(PROMPT) Set down each of the records below exactly as it reads. No pictures go into the copy.

(RECORDED INFORMATION)
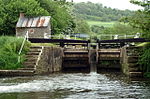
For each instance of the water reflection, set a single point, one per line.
(74, 86)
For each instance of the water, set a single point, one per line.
(74, 86)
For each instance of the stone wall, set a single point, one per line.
(50, 60)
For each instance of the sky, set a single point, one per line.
(119, 4)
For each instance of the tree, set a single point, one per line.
(141, 18)
(82, 27)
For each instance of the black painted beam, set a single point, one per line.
(41, 40)
(124, 40)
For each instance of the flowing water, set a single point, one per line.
(74, 86)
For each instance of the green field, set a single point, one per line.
(99, 23)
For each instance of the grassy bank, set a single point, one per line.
(9, 48)
(99, 23)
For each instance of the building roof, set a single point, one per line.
(42, 21)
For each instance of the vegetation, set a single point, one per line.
(9, 49)
(99, 23)
(82, 26)
(117, 28)
(98, 12)
(141, 20)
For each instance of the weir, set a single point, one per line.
(106, 55)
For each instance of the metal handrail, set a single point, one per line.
(22, 45)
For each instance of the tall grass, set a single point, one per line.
(9, 48)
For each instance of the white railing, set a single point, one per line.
(22, 45)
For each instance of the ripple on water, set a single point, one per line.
(73, 86)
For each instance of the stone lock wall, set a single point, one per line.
(50, 60)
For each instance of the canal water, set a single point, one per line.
(74, 86)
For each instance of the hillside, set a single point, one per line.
(98, 12)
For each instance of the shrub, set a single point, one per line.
(9, 49)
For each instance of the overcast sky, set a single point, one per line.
(119, 4)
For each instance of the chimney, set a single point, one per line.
(21, 15)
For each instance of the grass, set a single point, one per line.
(43, 44)
(99, 23)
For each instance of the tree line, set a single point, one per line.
(98, 12)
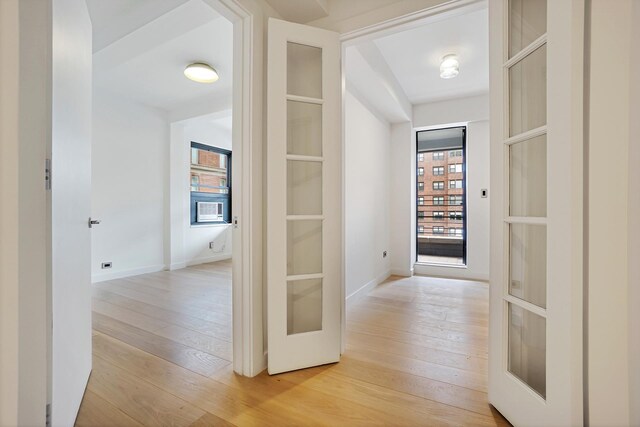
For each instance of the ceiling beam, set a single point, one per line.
(179, 21)
(390, 84)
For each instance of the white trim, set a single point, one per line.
(457, 272)
(361, 292)
(112, 275)
(208, 259)
(403, 273)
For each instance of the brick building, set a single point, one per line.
(440, 194)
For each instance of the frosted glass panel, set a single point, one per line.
(304, 306)
(304, 70)
(527, 22)
(527, 348)
(528, 92)
(528, 263)
(304, 128)
(304, 247)
(528, 178)
(304, 188)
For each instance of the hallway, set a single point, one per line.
(416, 355)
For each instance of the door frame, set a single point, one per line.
(369, 33)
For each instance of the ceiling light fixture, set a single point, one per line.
(201, 73)
(449, 67)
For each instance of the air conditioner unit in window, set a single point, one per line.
(209, 212)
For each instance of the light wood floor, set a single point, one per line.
(416, 356)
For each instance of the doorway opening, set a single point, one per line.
(441, 196)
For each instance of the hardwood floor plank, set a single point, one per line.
(97, 412)
(416, 356)
(187, 357)
(139, 399)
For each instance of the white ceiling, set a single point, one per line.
(398, 70)
(145, 57)
(415, 55)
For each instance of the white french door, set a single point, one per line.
(304, 242)
(535, 351)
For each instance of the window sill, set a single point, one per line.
(435, 264)
(220, 224)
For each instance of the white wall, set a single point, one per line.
(403, 214)
(190, 244)
(367, 198)
(25, 112)
(609, 124)
(475, 112)
(130, 143)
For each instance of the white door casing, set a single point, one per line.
(304, 172)
(70, 209)
(535, 342)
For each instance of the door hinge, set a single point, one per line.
(47, 174)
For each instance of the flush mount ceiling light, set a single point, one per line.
(449, 67)
(201, 73)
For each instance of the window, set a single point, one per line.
(455, 232)
(455, 200)
(210, 184)
(455, 183)
(455, 216)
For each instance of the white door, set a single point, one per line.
(70, 209)
(535, 351)
(304, 240)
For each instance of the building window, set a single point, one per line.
(455, 168)
(455, 232)
(455, 183)
(455, 200)
(210, 182)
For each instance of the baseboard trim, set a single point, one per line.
(214, 258)
(111, 275)
(364, 289)
(401, 272)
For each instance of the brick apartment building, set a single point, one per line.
(440, 194)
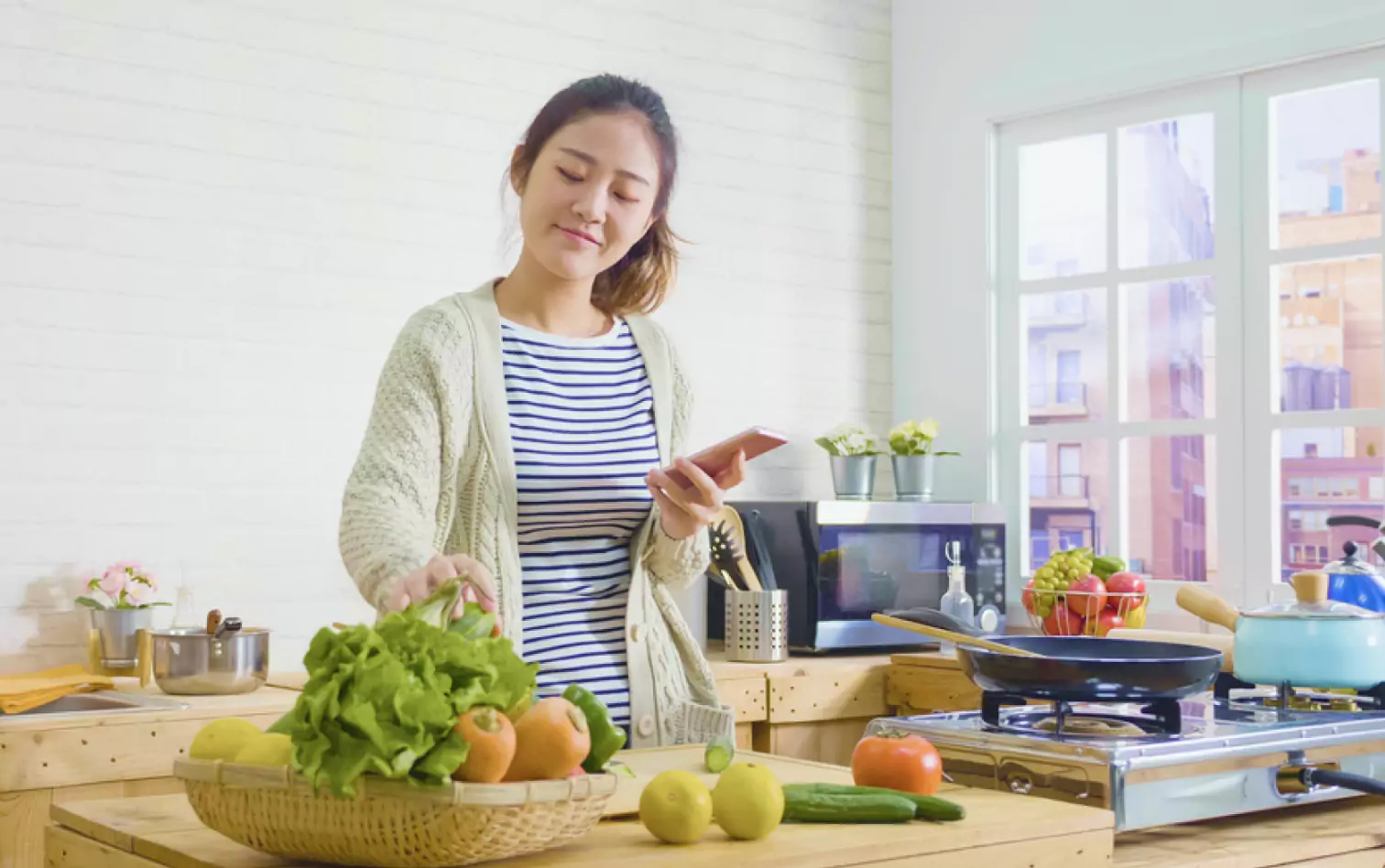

(PROBLEM SOLUTION)
For each instance of the water reflection, set a single point, one per line.
(74, 86)
For each instance of the water, set a single point, one per line.
(74, 86)
For each instance of the stone wall, set a single point, one per line.
(50, 60)
For each instance of the sky, set a single point, one per line.
(119, 4)
For each instance of the tree, set a single point, one per line.
(141, 18)
(82, 27)
For each instance of the black painted beam, set a single point, one per line.
(41, 40)
(124, 40)
For each instance of the flowing water, set a single point, one per line.
(74, 86)
For each instance of the green field, set a single point, one per line.
(99, 23)
For each instance of the grassy bank, set a single point, one per line.
(9, 48)
(99, 23)
For each instance of the building roof, set a single point, one per line.
(42, 21)
For each instance of the vegetation, set a single point, one per line.
(9, 49)
(99, 23)
(82, 26)
(117, 28)
(98, 12)
(141, 20)
For each instance of the weir, set a single point, one per line.
(106, 55)
For each instance of the metal handrail, set a single point, one per line.
(22, 45)
For each instance of the tall grass, set a single point, one per line.
(9, 48)
For each instance of the white railing, set a single point, one per line.
(22, 45)
For each instance of the ripple on water, set a single point, one per line.
(73, 86)
For each instance of the stone lock wall, set a single point, one per line.
(50, 60)
For each instance of the canal water, set a single point, one per line.
(74, 86)
For each instance of the hillside, set a single point, one per line.
(98, 12)
For each instance of the shrub, set a single point, one per line.
(9, 49)
For each instance of the overcast sky, set a single point, one per line.
(119, 4)
For each instance of the chimney, set a single point, one per line.
(21, 15)
For each instance of the grass, set a single point, one per line.
(43, 44)
(99, 23)
For each instance of the tree line, set a single point, one per line.
(98, 12)
For each instance of the ceiling beam, set a single point, one per line.
(179, 21)
(390, 84)
For each instance of the white trim, set a single point, one per line.
(457, 272)
(361, 292)
(112, 275)
(208, 259)
(403, 273)
For each instance of the brick building, set a single point, one per line.
(440, 194)
For each instance of the frosted glass panel, set a single point, one per line.
(304, 306)
(304, 70)
(527, 22)
(527, 348)
(528, 92)
(528, 263)
(304, 128)
(304, 247)
(528, 178)
(304, 188)
For each instance of the hallway, set a single point, one per line.
(416, 355)
For each instance of the door frame, set a single point, one per line.
(369, 33)
For each instance of the ceiling light fixture, set a single point, one per line.
(201, 73)
(449, 67)
For each instance of the air conditioner unit in window, set a single point, one per line.
(209, 212)
For each instance of the light wood floor, set a single point, one per line.
(416, 356)
For each instance of the doorway opening, set a single point, one per line.
(441, 196)
For each instance of the hardwood floor plank, set a single point, one per line.
(97, 412)
(416, 356)
(187, 357)
(139, 399)
For each instance of the white ceiling, set a single point, one per line.
(398, 70)
(145, 57)
(415, 55)
For each instance of the white french door, set a single point, one per line.
(304, 242)
(535, 351)
For each instance of the window sill, set a single point, one per line.
(435, 264)
(220, 224)
For each instance of the white wall, set a single point, one per line.
(403, 214)
(190, 244)
(367, 198)
(25, 112)
(609, 124)
(475, 112)
(130, 143)
For each instance of the white door casing, set a single point, one per line.
(304, 172)
(70, 209)
(535, 342)
For each instance of the door hinge, set a single point, one per line.
(47, 174)
For each instance of the flush mount ceiling light, set a single point, one per line.
(449, 67)
(201, 73)
For each instance of the window, set a single point, one per line.
(455, 232)
(455, 200)
(210, 184)
(455, 183)
(455, 216)
For each instance of the white door, set a single point, one per line.
(70, 209)
(535, 351)
(304, 240)
For each instance of the building window, set a single point, one per line.
(455, 168)
(455, 232)
(455, 183)
(455, 200)
(210, 182)
For each instance of the baseboard trim, set a single point, one per line.
(214, 258)
(111, 275)
(364, 289)
(401, 272)
For each instance of the brick apartment building, set a single point, one per line.
(440, 194)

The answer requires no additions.